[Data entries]
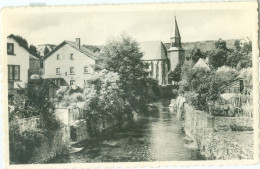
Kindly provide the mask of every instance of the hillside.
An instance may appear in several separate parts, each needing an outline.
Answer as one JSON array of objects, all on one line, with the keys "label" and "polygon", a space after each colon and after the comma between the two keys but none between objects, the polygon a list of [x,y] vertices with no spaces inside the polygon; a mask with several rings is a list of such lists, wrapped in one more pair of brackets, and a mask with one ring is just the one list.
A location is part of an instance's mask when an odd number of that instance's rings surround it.
[{"label": "hillside", "polygon": [[[227,43],[228,49],[235,49],[234,43],[235,39],[225,40]],[[202,53],[206,51],[213,51],[215,49],[215,43],[217,40],[208,40],[208,41],[197,41],[197,42],[184,42],[182,47],[185,49],[186,56],[189,56],[190,52],[194,48],[199,48]],[[166,49],[170,47],[170,43],[164,43]]]},{"label": "hillside", "polygon": [[[189,56],[190,52],[194,48],[199,48],[202,53],[205,53],[206,51],[212,51],[215,49],[215,42],[217,40],[208,40],[208,41],[197,41],[197,42],[184,42],[182,43],[183,48],[185,49],[186,56]],[[234,43],[235,39],[231,40],[225,40],[227,43],[228,49],[234,49]],[[83,45],[84,47],[90,49],[92,52],[96,53],[101,50],[102,46],[94,46],[94,45]],[[166,49],[170,47],[170,43],[164,43],[164,46]],[[53,44],[43,44],[37,46],[37,51],[40,54],[40,56],[44,56],[44,49],[45,47],[48,48],[49,51],[52,51],[56,46]]]},{"label": "hillside", "polygon": [[53,44],[42,44],[42,45],[38,45],[36,47],[38,54],[43,57],[44,56],[44,49],[45,47],[47,47],[47,49],[49,50],[49,52],[51,52],[56,46]]}]

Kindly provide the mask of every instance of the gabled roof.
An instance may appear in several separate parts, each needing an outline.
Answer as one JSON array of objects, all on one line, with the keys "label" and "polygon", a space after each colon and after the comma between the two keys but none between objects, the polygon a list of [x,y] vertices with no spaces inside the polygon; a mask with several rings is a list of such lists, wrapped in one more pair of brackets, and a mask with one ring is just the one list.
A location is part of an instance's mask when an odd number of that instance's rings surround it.
[{"label": "gabled roof", "polygon": [[32,53],[30,52],[30,50],[28,49],[28,47],[26,47],[26,46],[24,46],[23,44],[21,44],[21,42],[20,42],[19,40],[17,40],[17,38],[16,38],[15,35],[11,34],[11,35],[7,36],[7,38],[12,38],[12,39],[14,39],[14,40],[19,44],[19,46],[21,46],[22,48],[24,48],[24,49],[29,53],[29,55],[30,55],[29,57],[32,57],[32,58],[34,58],[34,59],[39,59],[37,56],[35,56],[34,54],[32,54]]},{"label": "gabled roof", "polygon": [[140,42],[139,45],[143,52],[142,60],[167,59],[166,48],[161,41]]},{"label": "gabled roof", "polygon": [[56,46],[56,48],[54,48],[50,53],[48,53],[47,55],[45,55],[43,57],[43,60],[47,59],[49,56],[51,56],[54,52],[56,52],[57,50],[59,50],[62,46],[64,45],[70,45],[71,47],[77,49],[78,51],[80,51],[81,53],[85,54],[86,56],[90,57],[91,59],[94,59],[94,60],[98,60],[97,57],[95,56],[95,54],[87,49],[86,47],[84,46],[80,46],[80,49],[77,48],[76,46],[76,43],[75,42],[71,42],[71,41],[63,41],[61,44],[59,44],[58,46]]},{"label": "gabled roof", "polygon": [[195,68],[205,68],[207,70],[210,70],[209,65],[207,65],[202,58],[200,58],[197,61],[197,63],[193,66],[193,69],[195,69]]}]

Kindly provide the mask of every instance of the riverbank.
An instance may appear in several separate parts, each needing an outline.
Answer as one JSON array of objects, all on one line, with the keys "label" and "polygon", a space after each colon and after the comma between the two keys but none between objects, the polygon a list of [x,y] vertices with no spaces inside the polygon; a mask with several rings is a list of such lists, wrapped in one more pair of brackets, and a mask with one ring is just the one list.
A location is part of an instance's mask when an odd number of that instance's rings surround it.
[{"label": "riverbank", "polygon": [[253,118],[211,116],[195,110],[184,98],[172,105],[190,140],[187,147],[209,160],[253,159]]},{"label": "riverbank", "polygon": [[149,112],[74,144],[74,148],[82,148],[80,151],[48,163],[204,160],[198,150],[185,147],[185,133],[169,104],[169,100],[160,100]]}]

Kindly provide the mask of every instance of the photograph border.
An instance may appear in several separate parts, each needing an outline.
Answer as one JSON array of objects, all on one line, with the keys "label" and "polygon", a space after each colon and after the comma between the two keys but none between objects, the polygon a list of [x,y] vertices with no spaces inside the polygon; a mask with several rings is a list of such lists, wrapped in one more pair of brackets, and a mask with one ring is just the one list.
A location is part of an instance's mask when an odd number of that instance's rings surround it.
[{"label": "photograph border", "polygon": [[1,54],[6,53],[5,15],[8,12],[49,13],[49,12],[119,12],[119,11],[153,11],[153,10],[255,10],[255,31],[252,33],[252,63],[253,63],[253,111],[254,111],[254,159],[253,160],[205,160],[205,161],[162,161],[162,162],[102,162],[102,163],[62,163],[62,164],[9,164],[9,127],[8,127],[8,84],[7,58],[1,57],[2,63],[2,110],[4,121],[4,161],[6,168],[97,168],[97,167],[160,167],[160,166],[202,166],[202,165],[248,165],[259,162],[259,50],[258,50],[258,4],[252,2],[197,2],[197,3],[159,3],[159,4],[124,4],[124,5],[82,5],[82,6],[43,6],[43,7],[10,7],[1,11]]}]

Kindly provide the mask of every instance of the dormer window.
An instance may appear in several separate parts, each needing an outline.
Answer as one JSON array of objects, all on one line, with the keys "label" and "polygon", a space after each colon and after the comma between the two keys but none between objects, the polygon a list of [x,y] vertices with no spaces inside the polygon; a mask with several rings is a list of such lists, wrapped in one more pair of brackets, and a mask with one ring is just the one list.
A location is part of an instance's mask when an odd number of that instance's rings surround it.
[{"label": "dormer window", "polygon": [[60,59],[61,59],[60,54],[57,54],[57,60],[60,60]]},{"label": "dormer window", "polygon": [[7,43],[7,54],[14,55],[14,44],[13,43]]},{"label": "dormer window", "polygon": [[84,67],[84,73],[88,73],[88,67],[87,66]]},{"label": "dormer window", "polygon": [[73,53],[70,54],[70,60],[74,60],[74,55],[73,55]]}]

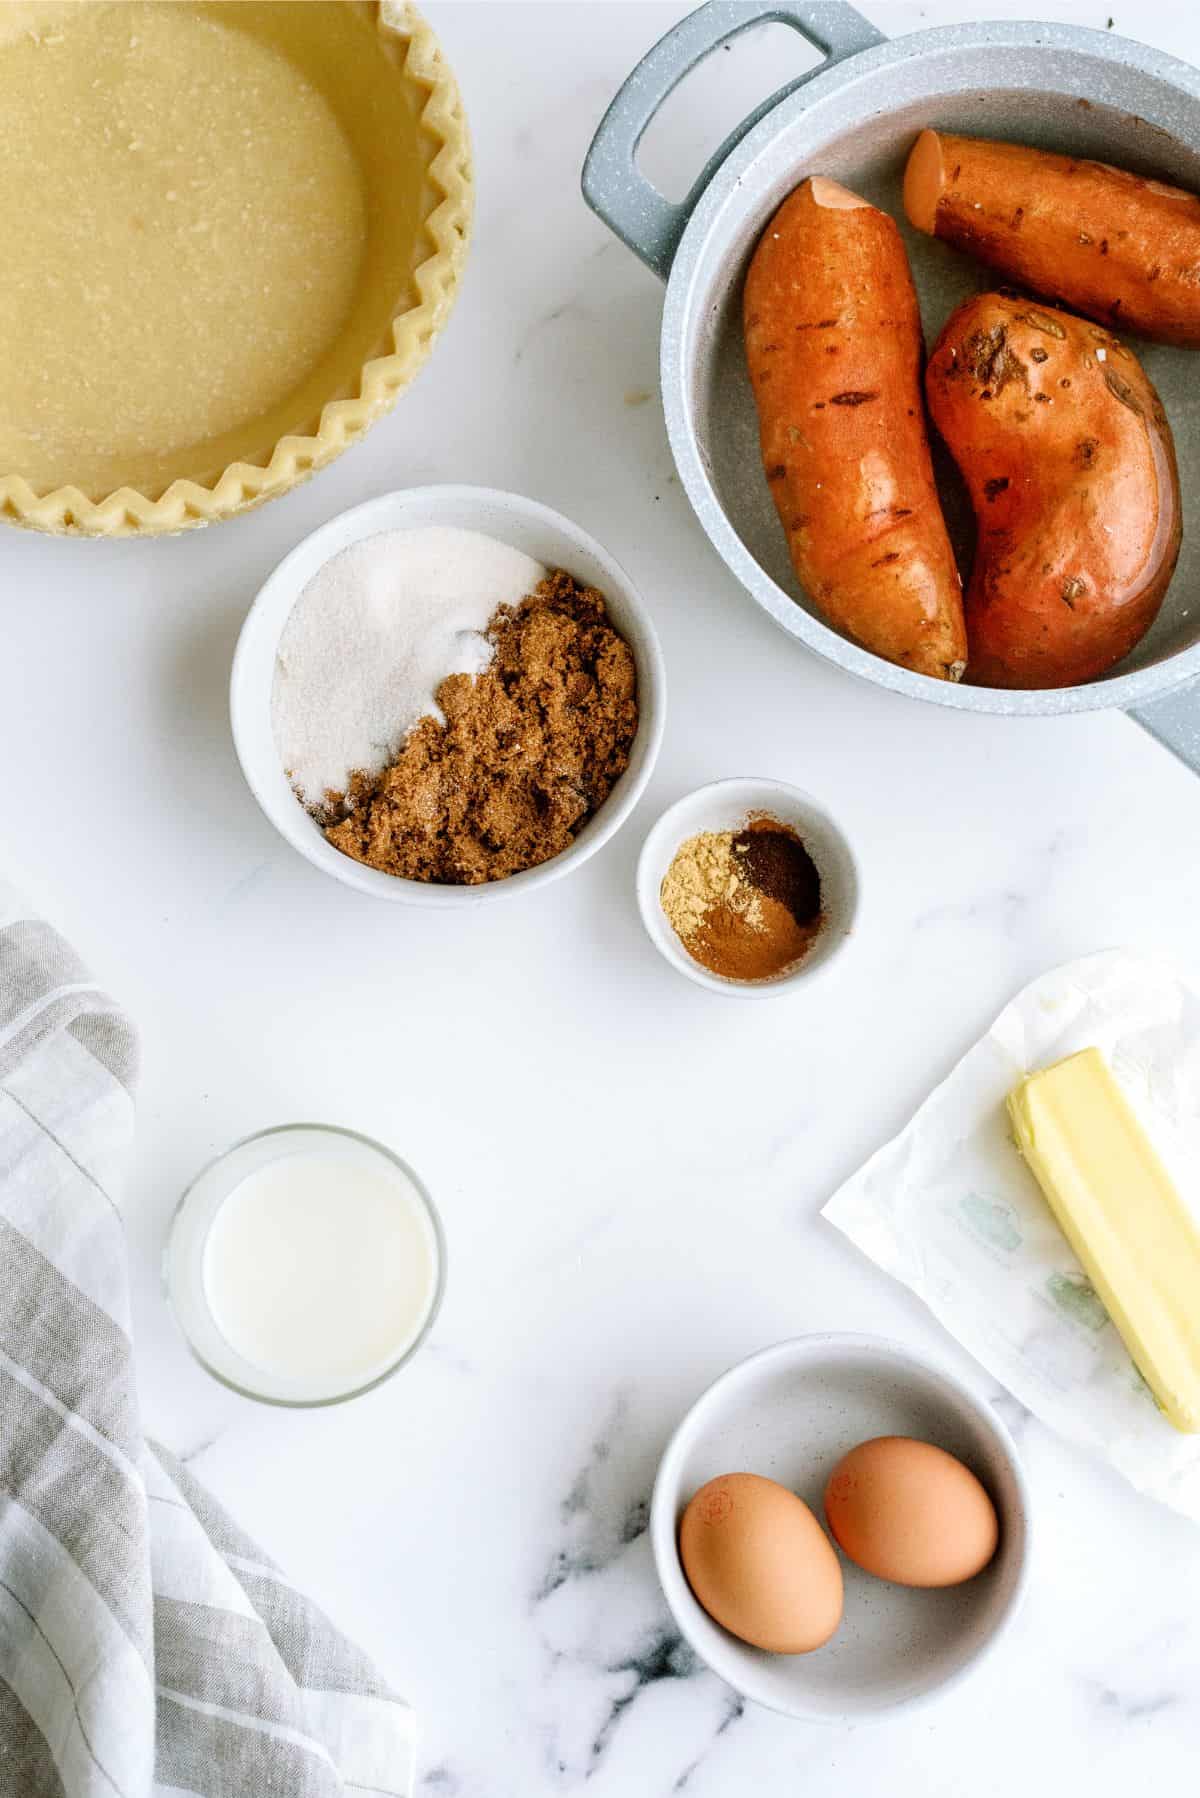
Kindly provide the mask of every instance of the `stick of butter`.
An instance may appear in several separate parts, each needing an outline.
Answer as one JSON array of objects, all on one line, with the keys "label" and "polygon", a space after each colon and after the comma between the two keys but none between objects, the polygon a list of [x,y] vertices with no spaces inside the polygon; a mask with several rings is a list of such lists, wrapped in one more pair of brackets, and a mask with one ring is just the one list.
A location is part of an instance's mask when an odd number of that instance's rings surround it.
[{"label": "stick of butter", "polygon": [[1098,1049],[1008,1095],[1017,1147],[1161,1409],[1200,1430],[1200,1225]]}]

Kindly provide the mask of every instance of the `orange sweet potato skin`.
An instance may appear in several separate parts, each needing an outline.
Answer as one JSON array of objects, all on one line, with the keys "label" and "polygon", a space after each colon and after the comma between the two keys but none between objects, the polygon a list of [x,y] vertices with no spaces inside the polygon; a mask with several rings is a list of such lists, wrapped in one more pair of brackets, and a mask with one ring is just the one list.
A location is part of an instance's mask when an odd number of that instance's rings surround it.
[{"label": "orange sweet potato skin", "polygon": [[[936,136],[909,163],[905,207],[1008,280],[1112,330],[1200,348],[1200,199],[1103,162],[1023,144]],[[914,192],[914,175],[917,175]],[[932,216],[932,226],[930,219]]]},{"label": "orange sweet potato skin", "polygon": [[1103,327],[978,294],[926,372],[979,525],[968,678],[1095,680],[1154,622],[1179,555],[1179,477],[1157,393]]},{"label": "orange sweet potato skin", "polygon": [[886,214],[852,195],[818,204],[813,189],[784,201],[746,278],[763,467],[796,573],[830,622],[890,662],[957,680],[962,582],[930,463],[908,259]]}]

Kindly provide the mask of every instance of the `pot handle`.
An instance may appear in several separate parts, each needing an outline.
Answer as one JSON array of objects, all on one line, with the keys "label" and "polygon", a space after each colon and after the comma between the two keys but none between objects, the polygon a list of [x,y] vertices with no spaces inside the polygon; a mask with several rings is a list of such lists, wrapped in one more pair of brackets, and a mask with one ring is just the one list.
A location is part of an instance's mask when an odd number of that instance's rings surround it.
[{"label": "pot handle", "polygon": [[[743,119],[710,156],[685,199],[678,204],[664,199],[639,172],[635,160],[651,119],[672,89],[713,50],[754,25],[771,22],[792,26],[814,48],[824,50],[825,61],[777,89]],[[665,281],[697,200],[734,145],[773,106],[822,69],[886,42],[882,32],[841,0],[811,0],[807,5],[785,0],[710,0],[660,38],[618,92],[600,121],[583,165],[584,199],[609,230]]]},{"label": "pot handle", "polygon": [[1200,681],[1173,687],[1129,713],[1135,724],[1157,737],[1193,774],[1200,774]]}]

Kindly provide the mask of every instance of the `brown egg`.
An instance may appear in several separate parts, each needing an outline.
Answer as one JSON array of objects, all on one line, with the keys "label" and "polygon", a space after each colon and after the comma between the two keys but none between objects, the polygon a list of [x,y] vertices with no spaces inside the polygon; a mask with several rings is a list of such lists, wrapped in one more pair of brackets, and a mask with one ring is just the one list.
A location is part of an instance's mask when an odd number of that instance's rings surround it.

- _THE TASK_
Track down all lines above with the string "every" and copy them.

- _WRITTEN RESPONSE_
Kindly provide the mask of every instance of the hillside.
Kindly provide the mask of every instance of the gabled roof.
Kindly provide the mask of every instance of the riverbank.
Kindly provide the mask of every instance of the photograph border.
Kindly provide the mask of every instance of the dormer window.
Kindly provide the mask of every instance of the `stick of butter`.
Kindly provide the mask of every instance of the `orange sweet potato skin`.
Kindly provide the mask of every instance of the `pot handle`.
Kindly provide the mask of every instance of the `brown egg`.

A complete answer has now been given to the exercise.